Source passage:
In 1992, DZero began collecting data from millions and millions of particle collisions. In January of the following year, scientists observed one collision that seemed to have the earmarking of a top-quark event. But it was unclear whether the energy level of a muon fit the parameters.

Working in the basement of his DeKalb home, Hedin took a computerized image of the subatomic event, enlarged it by tenfold, recorded measurements with a meter stick and made key adjustments to account for a software glitch. His analysis helped scientists conclude a month later that they had almost certainly made the first detection of a top quark.

“We were all pretty much convinced,” Hedin said. “We had a workshop here at NIU, where we spent a half day talking about the event.”

Other subsequent collisions recorded by DZero and CDF, the sister experiment at Fermilab, also would demonstrate that the laboratory's Tevatron accelerator was indeed producing top quarks. The formal announcement wasn't made until March of 1995, however. “It was a highlight of my career to be involved in the top-quark discovery,” said Blazey, who now serves as a co-spokesperson of the DZero experiment. “It was an amazing collaborative experience. Everyone had to do their job.”

Blazey, who joined DZero in 1986, helped construct and operate the uranium-liquid argon calorimeter, which measured the energies of particles. He and Fortner also served as the original DZero “triggermeisters,” the scientists who coordinated which events to record.

“The triggering system identified the collisions that were most interesting to scientists pursuing the top quark,” Blazey said. “You have to remember, there were millions of collisions each second and, at that time, we could only record two or three per second for further analysis.”

Fortner, who is now mayor of West Chicago and still a member of DZero, described the top-quark quest as the ultimate team experience. “Aside from the discovery, the collaboration itself was a major accomplishment, with scientists worldwide working together on one fundamental goal,” he said. “We really needed the contributions of all the different parts and experts in order to be successful. The only project I can think to equate it with might be the NASA space program.”

Provided information:
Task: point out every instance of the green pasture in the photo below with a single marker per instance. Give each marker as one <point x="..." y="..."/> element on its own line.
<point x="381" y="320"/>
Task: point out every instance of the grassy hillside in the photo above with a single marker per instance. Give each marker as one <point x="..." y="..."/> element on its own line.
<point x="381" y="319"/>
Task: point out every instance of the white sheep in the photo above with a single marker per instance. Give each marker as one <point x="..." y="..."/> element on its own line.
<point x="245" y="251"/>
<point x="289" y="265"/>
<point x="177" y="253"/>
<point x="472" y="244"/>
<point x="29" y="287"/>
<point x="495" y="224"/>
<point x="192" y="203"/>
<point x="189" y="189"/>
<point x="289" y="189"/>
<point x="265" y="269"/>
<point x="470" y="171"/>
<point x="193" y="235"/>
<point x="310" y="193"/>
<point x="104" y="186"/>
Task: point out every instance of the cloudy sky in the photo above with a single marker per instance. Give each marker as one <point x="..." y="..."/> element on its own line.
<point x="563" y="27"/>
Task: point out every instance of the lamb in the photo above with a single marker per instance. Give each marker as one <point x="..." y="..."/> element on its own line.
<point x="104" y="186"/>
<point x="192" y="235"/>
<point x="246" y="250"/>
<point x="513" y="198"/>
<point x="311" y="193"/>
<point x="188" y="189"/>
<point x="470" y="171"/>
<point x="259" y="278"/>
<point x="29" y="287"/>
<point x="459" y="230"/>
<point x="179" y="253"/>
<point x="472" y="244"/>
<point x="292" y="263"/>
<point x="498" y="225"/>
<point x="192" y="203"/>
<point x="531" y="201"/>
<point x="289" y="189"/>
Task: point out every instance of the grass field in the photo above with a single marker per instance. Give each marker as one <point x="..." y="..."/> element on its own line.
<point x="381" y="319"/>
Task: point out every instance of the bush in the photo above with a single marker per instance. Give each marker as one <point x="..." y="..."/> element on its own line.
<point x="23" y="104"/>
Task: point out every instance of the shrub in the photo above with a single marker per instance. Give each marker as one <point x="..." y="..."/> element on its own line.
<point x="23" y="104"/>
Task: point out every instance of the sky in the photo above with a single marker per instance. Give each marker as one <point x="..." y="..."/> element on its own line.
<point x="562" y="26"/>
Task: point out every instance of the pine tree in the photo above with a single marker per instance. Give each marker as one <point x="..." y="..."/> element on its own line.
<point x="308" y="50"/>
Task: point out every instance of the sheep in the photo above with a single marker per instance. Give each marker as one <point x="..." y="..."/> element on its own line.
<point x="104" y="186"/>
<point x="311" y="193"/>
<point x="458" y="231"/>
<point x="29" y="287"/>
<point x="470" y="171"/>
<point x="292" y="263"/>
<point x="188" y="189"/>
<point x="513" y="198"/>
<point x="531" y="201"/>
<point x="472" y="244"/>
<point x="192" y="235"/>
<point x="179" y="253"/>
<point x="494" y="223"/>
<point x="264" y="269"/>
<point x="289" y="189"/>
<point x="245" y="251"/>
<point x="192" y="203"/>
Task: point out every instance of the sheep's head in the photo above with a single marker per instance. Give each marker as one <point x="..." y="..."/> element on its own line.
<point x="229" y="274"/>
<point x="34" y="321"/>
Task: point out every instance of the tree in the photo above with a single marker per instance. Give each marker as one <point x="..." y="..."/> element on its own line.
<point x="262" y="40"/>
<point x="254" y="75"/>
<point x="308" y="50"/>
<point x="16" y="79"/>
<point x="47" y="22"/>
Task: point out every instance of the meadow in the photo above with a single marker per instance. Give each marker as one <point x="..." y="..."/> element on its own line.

Task instructions:
a - Please copy the top-quark passage word for word, from "In 1992, DZero" up to and including "a top quark.".
b - Pick up the top-quark passage after its last sentence and carry it on.
The listing has no connection to the top-quark passage.

Answers to the exercise:
a -
In 1992, DZero began collecting data from millions and millions of particle collisions. In January of the following year, scientists observed one collision that seemed to have the earmarking of a top-quark event. But it was unclear whether the energy level of a muon fit the parameters.

Working in the basement of his DeKalb home, Hedin took a computerized image of the subatomic event, enlarged it by tenfold, recorded measurements with a meter stick and made key adjustments to account for a software glitch. His analysis helped scientists conclude a month later that they had almost certainly made the first detection of a top quark.

b -
Chakraborty, who joined the NIU faculty in 2001, began working at Fermilab a decade earlier. For his Ph.D. thesis at the State University of New York at Stony Brook, he devised a way to distinguish the signal of top-quark events from background noise. Fermilab scientists used his method, among others, to detect the prized particle.

“It's quite literally like looking for a needle in the haystack,” said Chakraborty, who went on to lead DZero's top-quark physics group from 1998 to 2000. “We needed to use every means at our disposal to separate signal and background. Many processes can masquerade as signals.”

The Standard Model of particle physics—the best explanation scientists have of the nature of matter—predicted the top quark. “Our knowledge verged on certainty,” said Willis, now acting associate dean in the NIU Graduate School. “According to our understanding of the particles and their interactions, it had to be there.”

But the huge mass of the particle was a big surprise. The top quark mass is 40 times greater than the next heaviest quark and equal to the mass of a gold atom, which is made up of many particles and has a complex structure.

“Discovering the top quark was a monumental feat, but determining its mass was even more important,” Hedin said. “With our calculations for the mass of the top quark, we have a better idea of where to look for an even bigger prize, the Higgs boson.”

The Higgs boson is a mysterious and yet-to-be discovered particle that would help explain why subatomic particles have any mass at all. Discovery of the Higgs is considered among the most sought-after prizes in the field of particle physics.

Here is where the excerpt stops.